EXTRACT PROVIDED:
United States District Court, W.D. Michigan, Southern Division

November 4, 2016

PATRICK EUGENE SCARBERRY, Petitioner,
v.
SHANE JACKSON, Respondent.

          OPINION

          Janet T. Neff United States District Judge

         This is a habeas corpus action brought by a state prisoner pursuant to 28 U.S.C. § 2254. Promptly after the filing of a petition for habeas corpus, the Court must undertake a preliminary review of the petition to determine whether “it plainly appears from the face of the petition and any exhibits annexed to it that the petitioner is not entitled to relief in the district court.” Rule 4, Rules Governing § 2254 Cases; see 28 U.S.C. § 2243. If so, the petition must be summarily dismissed. Rule 4; see Allen v. Perini, 424 F.2d 134, 141 (6th Cir. 1970) (district court has the duty to “screen out” petitions that lack merit on their face). A dismissal under Rule 4 includes those petitions which raise legally frivolous claims, as well as those containing factual allegations that are palpably incredible or false. Carson v. Burke, 178 F.3d 434, 436-37 (6th Cir. 1999). After undertaking the review required by Rule 4, the Court concludes that the petition must be dismissed because it fails to raise a meritorious federal claim.

         Factual Allegations

         Petitioner Patrick Eugene Scarberry is incarcerated with the Michigan Department of Corrrections (MDOC) at the West Shoreline Correctional Facility in Muskegon Heights, Michigan. On March 27, 2013, a St. Joseph County Circuit Court jury convicted Petitioner on one count of first-degree home invasion, Mich. Comp. Laws § 750.110(A)(2) and one count of domestic violence, Mich. Comp. Laws § 750.81(2). On May 3, 2013, the Court sentenced Petitioner to a term of imprisonment of 10 years to 20 years for home invasion and a sentence of seventy-five days for domestic violence.

SUPPLIED ENTRIES:
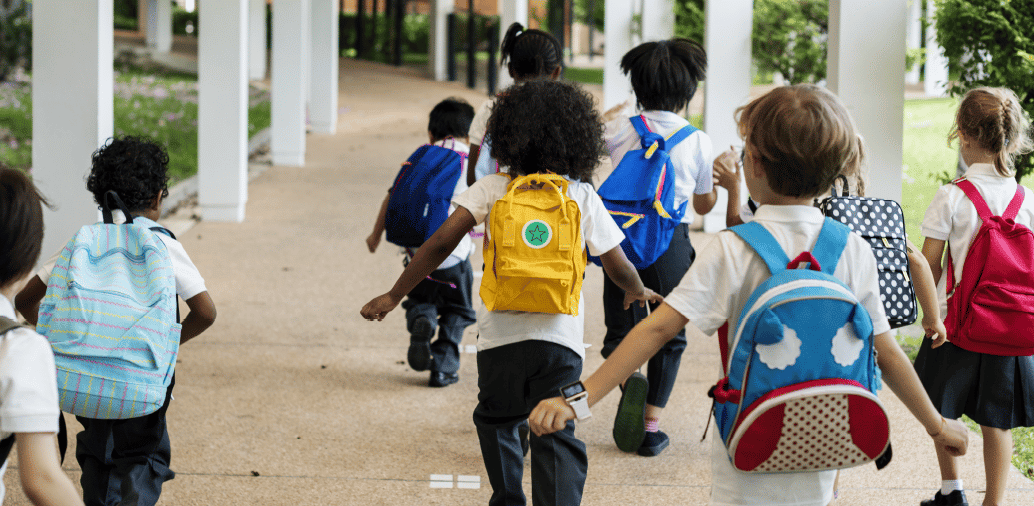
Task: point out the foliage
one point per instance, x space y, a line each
790 38
16 36
991 42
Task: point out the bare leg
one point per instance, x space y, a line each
997 459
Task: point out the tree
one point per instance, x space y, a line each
990 42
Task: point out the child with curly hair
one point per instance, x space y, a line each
537 127
130 456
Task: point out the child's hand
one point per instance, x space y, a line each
726 169
935 327
373 241
647 296
378 307
550 415
953 437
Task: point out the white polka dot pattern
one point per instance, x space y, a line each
881 222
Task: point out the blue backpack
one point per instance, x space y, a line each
799 391
640 196
420 198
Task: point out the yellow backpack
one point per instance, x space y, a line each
534 254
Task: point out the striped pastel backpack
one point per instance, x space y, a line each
110 314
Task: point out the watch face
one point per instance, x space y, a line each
572 389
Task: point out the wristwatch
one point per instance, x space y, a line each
577 397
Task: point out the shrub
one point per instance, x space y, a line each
991 42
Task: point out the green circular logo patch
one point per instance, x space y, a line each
537 234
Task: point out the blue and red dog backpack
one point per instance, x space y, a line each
799 391
420 197
640 196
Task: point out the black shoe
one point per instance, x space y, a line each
630 424
956 498
439 379
420 344
654 444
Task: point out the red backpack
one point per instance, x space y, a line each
991 309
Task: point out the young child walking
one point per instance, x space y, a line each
785 168
664 77
963 377
126 460
28 388
527 54
549 137
443 300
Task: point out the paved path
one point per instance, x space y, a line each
292 398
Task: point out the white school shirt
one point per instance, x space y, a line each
691 159
952 217
715 290
600 234
462 250
28 385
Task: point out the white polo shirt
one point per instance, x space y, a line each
716 289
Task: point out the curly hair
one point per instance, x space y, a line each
544 125
135 168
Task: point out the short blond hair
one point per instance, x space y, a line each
803 137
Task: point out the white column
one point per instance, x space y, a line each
659 20
437 49
222 110
727 38
913 36
867 46
325 60
510 11
289 86
69 122
936 69
617 30
256 39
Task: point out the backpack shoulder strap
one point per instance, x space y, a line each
764 244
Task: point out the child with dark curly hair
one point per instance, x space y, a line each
537 127
664 77
129 457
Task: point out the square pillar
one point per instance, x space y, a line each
222 111
256 39
69 122
289 85
325 61
437 48
727 38
867 47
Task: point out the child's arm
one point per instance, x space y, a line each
378 227
202 316
624 274
901 377
641 344
428 258
27 301
925 293
42 479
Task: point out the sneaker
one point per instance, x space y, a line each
654 444
420 344
630 423
956 498
439 379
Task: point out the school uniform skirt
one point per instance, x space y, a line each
995 391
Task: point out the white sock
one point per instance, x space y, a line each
947 486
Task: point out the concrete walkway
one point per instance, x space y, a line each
293 398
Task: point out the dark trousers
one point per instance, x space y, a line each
124 462
445 300
662 277
512 380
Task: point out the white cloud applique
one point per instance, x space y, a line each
847 346
782 354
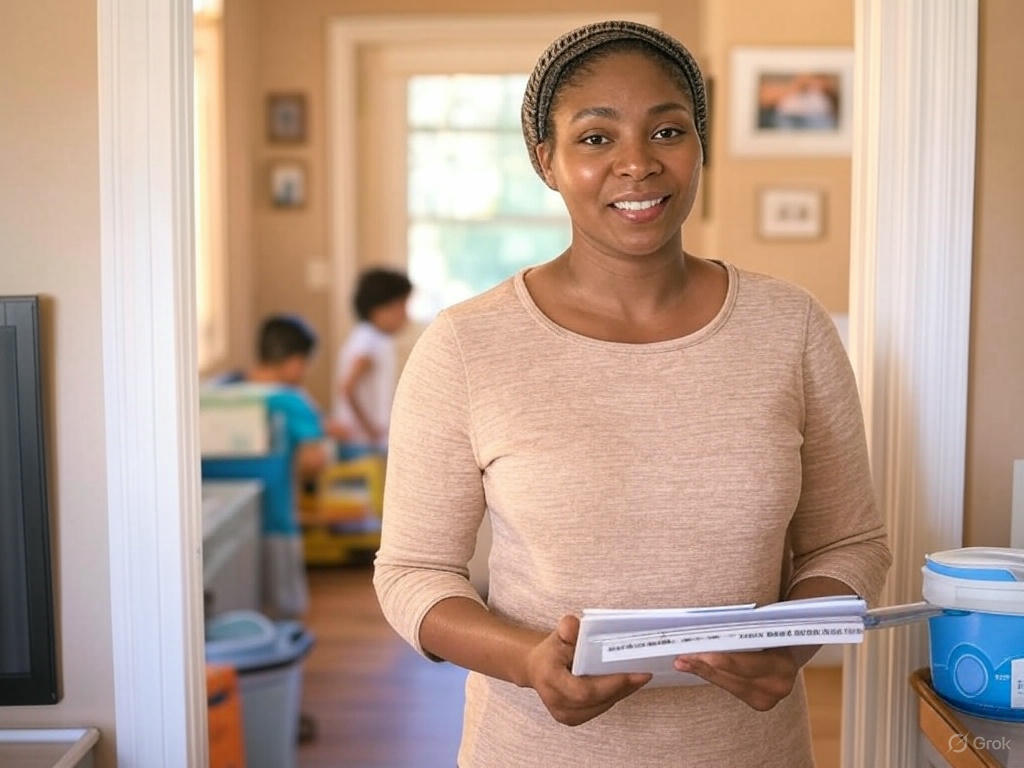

TO-DO LIST:
1. Please retype the passage of the habeas opinion between "Petitioner Patrick Eugene" and "for domestic violence.", inclusive.
2. List every statute section cited in the habeas opinion, from both the United States Code and the Michigan Compiled Laws.
3. According to the habeas opinion, what term of imprisonment did the petitioner receive for home invasion?

THE ANSWERS:
1.
Petitioner Patrick Eugene Scarberry is incarcerated with the Michigan Department of Corrrections (MDOC) at the West Shoreline Correctional Facility in Muskegon Heights, Michigan. On March 27, 2013, a St. Joseph County Circuit Court jury convicted Petitioner on one count of first-degree home invasion, Mich. Comp. Laws § 750.110(A)(2) and one count of domestic violence, Mich. Comp. Laws § 750.81(2). On May 3, 2013, the Court sentenced Petitioner to a term of imprisonment of 10 years to 20 years for home invasion and a sentence of seventy-five days for domestic violence.

2.
28 U.S.C. § 2254
28 U.S.C. § 2243
Mich. Comp. Laws § 750.110(A)(2)
Mich. Comp. Laws § 750.81(2)

3. 10 years to 20 years.